* [EJERCICIO PROPUESTO 1]:
Responde estas preguntas sobre el extracto de Las Vegas:
(a) ¿Cuántos años de matrimonio se celebraban?
(b) ¿Cuántos hijos quisieron homenajear el aniversario?
(c) ¿En qué vehículo se transporta a los huéspedes de los hoteles más suntuosos?

* [EXTRACTO]:
═══

Las Vegas – La ocasión lo ameritaba: no todos cumplen 40 años de relación matrimonial ininterrumpida. Había que buscar un lugar para tal ocasión y a una de mis hijas se le ocurrió festejarlo nada menos que en Las Vegas, lugar que yo no conocía ni me interesaba conocer.

“No se me ha perdido nada en Las Vegas” solía yo decir. Nunca me ha gustado el juego (ningún juego) y no me atraen mayormente los espectáculos, menos aún los gringos. Por todos los motivos prefiero viajar a lugares con culturas diferentes y novedosas que a un paraíso de plástico y abalorios con los peligros mortíferos de los juego de azar, que siempre he temido. Agreguemos el indispensable referente de que allí vivía Michael Corleone.

Pero ¿quién puede desdeñar el acuerdo de cinco hijos que con gusto y entusiasmo quieren homenajear el cuarentésimo aniversario de la fundación de la familia en que han nacido? Hacia Las Vegas nos dirigimos, yo sin saber qué habría de encontrar.

La sorpresa —agradabilísima— me confrontó a mis prejuicios e ignorancia. Las Vegas me deslumbró. Me admiró. Me hizo sentir un profundo respeto por la creatividad humana, por la rotunda realidad de una realización empresarial gigantesca, por la ingeniosidad de personas que supieron cómo sacar tanto de un desierto, por la calidad y elegancia, grandeza y grandiosidad de mucho de lo que ofrece.

Las Vegas epitomiza la más mundana mundanidad del mundo mundano: el mayor yang, el poder externo del dinero, la soberbia extravagancia, el exceso en todo, la más externa externalidad del mundo externo y del lado izquierdo del cerebro. El mundo del juego, el que se centra en la realidad eminente de la riqueza material, ése que transporta en Rolls Royce a los huéspedes de los más suntuosos hoteles del mundo. Es difícil concebir algo más yang que Las Vegas, e incluyo en la canasta a Wall Street, la City de Londres, los petroleros árabes, los industriales chinos y los líderes sindicales mexicanos.

═══

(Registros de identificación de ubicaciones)
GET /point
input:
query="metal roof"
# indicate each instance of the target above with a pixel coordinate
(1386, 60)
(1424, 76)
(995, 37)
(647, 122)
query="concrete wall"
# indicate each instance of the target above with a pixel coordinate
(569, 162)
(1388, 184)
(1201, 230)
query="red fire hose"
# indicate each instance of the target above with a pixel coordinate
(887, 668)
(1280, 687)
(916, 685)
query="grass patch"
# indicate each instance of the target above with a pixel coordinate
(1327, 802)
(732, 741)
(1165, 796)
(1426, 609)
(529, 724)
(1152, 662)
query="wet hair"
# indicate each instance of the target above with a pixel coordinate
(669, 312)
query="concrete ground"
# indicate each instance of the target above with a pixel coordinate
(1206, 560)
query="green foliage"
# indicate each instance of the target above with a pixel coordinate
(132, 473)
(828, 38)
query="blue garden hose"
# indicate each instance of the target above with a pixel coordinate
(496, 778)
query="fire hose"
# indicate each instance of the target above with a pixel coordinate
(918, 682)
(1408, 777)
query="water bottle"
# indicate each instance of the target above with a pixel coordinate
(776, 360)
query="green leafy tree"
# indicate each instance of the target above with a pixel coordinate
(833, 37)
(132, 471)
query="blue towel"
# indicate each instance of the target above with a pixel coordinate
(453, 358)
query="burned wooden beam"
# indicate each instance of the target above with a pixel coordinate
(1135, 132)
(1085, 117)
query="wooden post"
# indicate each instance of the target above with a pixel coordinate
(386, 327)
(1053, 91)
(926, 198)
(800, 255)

═══

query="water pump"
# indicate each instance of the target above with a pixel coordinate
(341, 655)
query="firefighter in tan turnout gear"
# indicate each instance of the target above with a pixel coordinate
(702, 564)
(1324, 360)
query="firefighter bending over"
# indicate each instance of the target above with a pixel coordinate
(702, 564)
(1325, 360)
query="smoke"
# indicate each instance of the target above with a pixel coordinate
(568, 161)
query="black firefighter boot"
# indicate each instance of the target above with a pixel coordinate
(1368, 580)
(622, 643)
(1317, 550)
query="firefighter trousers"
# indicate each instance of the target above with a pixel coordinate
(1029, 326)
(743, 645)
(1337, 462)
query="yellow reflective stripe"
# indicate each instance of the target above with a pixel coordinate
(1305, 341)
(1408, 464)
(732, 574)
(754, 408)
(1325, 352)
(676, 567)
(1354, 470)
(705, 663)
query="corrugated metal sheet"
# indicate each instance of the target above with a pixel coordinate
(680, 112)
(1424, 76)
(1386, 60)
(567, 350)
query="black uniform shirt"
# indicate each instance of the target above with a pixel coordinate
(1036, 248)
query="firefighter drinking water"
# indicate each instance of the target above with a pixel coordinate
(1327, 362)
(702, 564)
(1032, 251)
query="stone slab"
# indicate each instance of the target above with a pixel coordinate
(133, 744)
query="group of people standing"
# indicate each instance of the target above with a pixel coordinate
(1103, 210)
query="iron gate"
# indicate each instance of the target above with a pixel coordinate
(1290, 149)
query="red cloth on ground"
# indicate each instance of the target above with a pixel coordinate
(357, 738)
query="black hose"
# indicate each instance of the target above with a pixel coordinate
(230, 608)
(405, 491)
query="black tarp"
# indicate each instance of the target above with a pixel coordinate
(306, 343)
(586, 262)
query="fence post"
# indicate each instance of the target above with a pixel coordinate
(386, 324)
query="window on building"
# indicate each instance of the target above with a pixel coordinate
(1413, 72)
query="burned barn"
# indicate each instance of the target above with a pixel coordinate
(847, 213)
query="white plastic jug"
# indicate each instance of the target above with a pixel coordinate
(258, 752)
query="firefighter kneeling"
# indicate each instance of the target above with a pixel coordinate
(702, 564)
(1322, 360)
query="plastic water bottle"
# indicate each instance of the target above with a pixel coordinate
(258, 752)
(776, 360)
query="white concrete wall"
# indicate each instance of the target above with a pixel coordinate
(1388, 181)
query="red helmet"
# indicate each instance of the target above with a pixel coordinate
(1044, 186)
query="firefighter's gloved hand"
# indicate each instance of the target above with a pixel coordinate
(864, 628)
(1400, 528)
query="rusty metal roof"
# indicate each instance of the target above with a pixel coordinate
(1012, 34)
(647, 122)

═══

* [EJERCICIO PROPUESTO 2]: ¿Qué líneas de los registros contienen la palabra "wall"? Localízalas todas y cópialas.

* [RESPUESTA 1]:
(a) 40 años.
(b) Cinco hijos.
(c) En Rolls Royce.

* [RESPUESTA 2]:
query="concrete wall"
query="white concrete wall"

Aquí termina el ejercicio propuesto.